# What is expected
Please retype the whole listing below word for word, leaving out the pictures.

────────────────────

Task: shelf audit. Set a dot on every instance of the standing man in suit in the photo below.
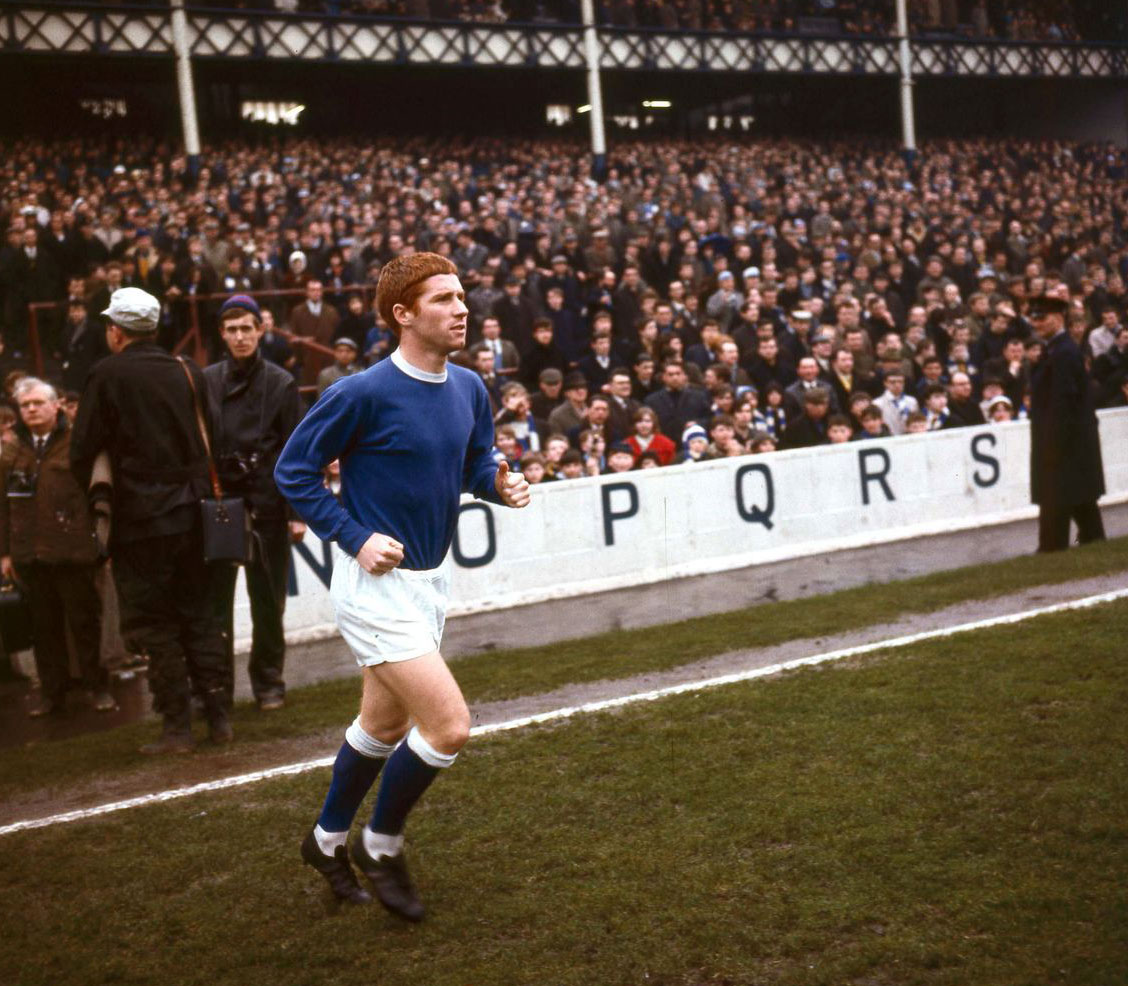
(1066, 474)
(507, 359)
(317, 320)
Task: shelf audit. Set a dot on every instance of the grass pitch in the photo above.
(955, 812)
(511, 674)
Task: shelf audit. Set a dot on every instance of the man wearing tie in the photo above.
(46, 543)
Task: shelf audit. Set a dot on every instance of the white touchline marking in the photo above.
(571, 711)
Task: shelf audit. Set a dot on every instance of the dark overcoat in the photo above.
(1065, 445)
(138, 406)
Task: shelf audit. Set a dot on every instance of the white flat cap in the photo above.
(133, 309)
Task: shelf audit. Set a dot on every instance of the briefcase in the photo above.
(226, 519)
(226, 529)
(15, 621)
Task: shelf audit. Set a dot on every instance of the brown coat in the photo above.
(53, 522)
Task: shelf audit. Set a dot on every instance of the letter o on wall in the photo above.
(491, 538)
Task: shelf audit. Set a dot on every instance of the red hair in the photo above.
(402, 283)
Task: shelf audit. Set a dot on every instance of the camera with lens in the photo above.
(20, 483)
(239, 468)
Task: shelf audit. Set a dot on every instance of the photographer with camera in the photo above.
(255, 404)
(47, 546)
(139, 407)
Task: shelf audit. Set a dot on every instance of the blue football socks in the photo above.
(411, 769)
(354, 772)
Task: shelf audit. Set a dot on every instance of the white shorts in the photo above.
(391, 617)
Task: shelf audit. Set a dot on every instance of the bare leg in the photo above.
(421, 690)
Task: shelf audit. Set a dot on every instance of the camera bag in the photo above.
(227, 531)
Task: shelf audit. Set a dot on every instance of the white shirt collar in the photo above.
(415, 372)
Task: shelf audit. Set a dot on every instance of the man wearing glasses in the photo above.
(256, 407)
(1066, 475)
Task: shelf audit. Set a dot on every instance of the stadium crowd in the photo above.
(714, 283)
(1052, 20)
(699, 300)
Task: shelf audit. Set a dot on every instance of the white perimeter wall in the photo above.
(610, 531)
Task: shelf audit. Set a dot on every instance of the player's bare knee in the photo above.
(384, 730)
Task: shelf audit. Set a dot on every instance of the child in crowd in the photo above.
(838, 430)
(694, 442)
(999, 410)
(619, 458)
(555, 447)
(873, 423)
(916, 423)
(935, 406)
(571, 466)
(648, 437)
(593, 448)
(774, 416)
(508, 446)
(763, 442)
(723, 439)
(532, 467)
(516, 414)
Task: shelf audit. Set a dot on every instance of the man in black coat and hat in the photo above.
(1066, 475)
(139, 407)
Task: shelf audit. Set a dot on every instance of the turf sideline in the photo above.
(569, 712)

────────────────────

# Written solution
Task: shelf audit. Set a dot on every instance of the standing man in suit in the photo below.
(1066, 474)
(507, 359)
(317, 320)
Task: shelf audit. Set a dot on every instance of the grass pitch in the photo above.
(955, 812)
(511, 674)
Task: shelf audit. Set a dot on every instance of the man wearing tie in the photo above.
(46, 543)
Task: shelf audit. Set a dot on every instance of the white touchline marking in the photo above.
(571, 711)
Task: shelf audit. Set a dot on every instance of the dark overcoat in the photo above.
(1065, 445)
(138, 406)
Task: shelf audit. Set a dot on every instance of the white flat cap in the photo above.
(133, 309)
Task: shelf audit. Set a dot on every instance of the briefcase in the photo above.
(226, 519)
(226, 529)
(15, 621)
Task: shelf audit. Set a dot on every instance of the brown coat in the photo above.
(53, 522)
Task: shelf audit. Set a dot on every instance of the letter o on wall in the photo above.
(491, 538)
Task: shelf audit. Set a dot on every instance of the red hair in the photo above.
(402, 283)
Task: shelf audit. Set a dot on every instance of the camera with lens in the photo above.
(20, 483)
(239, 468)
Task: shelf audit. Set a dot on every instance of the photographer with camera in the photo above.
(255, 404)
(47, 546)
(139, 407)
Task: shelf audit. Set a dot on every instance of the blue football socks in the photo above.
(411, 769)
(354, 772)
Task: shelf audit. Set a dot on every instance of the white shorts in the photo above.
(391, 617)
Task: shelf audit. Set a dot on every instance of the bare leg in the photo above.
(421, 690)
Task: shelf audit. Set a dot on every instance of the camera bag in the photo above.
(227, 531)
Task: shelf audit. Set a dot on every instance of the white shirt collar in the photo above.
(415, 372)
Task: shelf audit. Set a dot on every instance of the man wearing glasses in the photo above.
(256, 407)
(1066, 475)
Task: shelf audit. Set a dot on every instance of the stadium crowd in the photo above.
(714, 283)
(1052, 20)
(699, 300)
Task: shelf audit. Set a dot on every instance of the white perimeter wall in the photo above.
(610, 531)
Task: shelf audit. Set a dot on every instance of the player's bare knee in the photo above.
(384, 730)
Task: shelf audit. Set a dot on every instance of the child in crowd in the photo above.
(838, 430)
(694, 442)
(999, 410)
(619, 458)
(555, 447)
(873, 423)
(916, 423)
(935, 406)
(571, 466)
(648, 437)
(593, 448)
(774, 416)
(508, 446)
(763, 442)
(723, 439)
(532, 467)
(516, 414)
Task: shelf audit. Set a dot on every instance of the man in black coat and hat in the photo above.
(1066, 475)
(139, 407)
Task: shelf audit. Set a dot on every instance of the turf sideline in the photo above.
(569, 712)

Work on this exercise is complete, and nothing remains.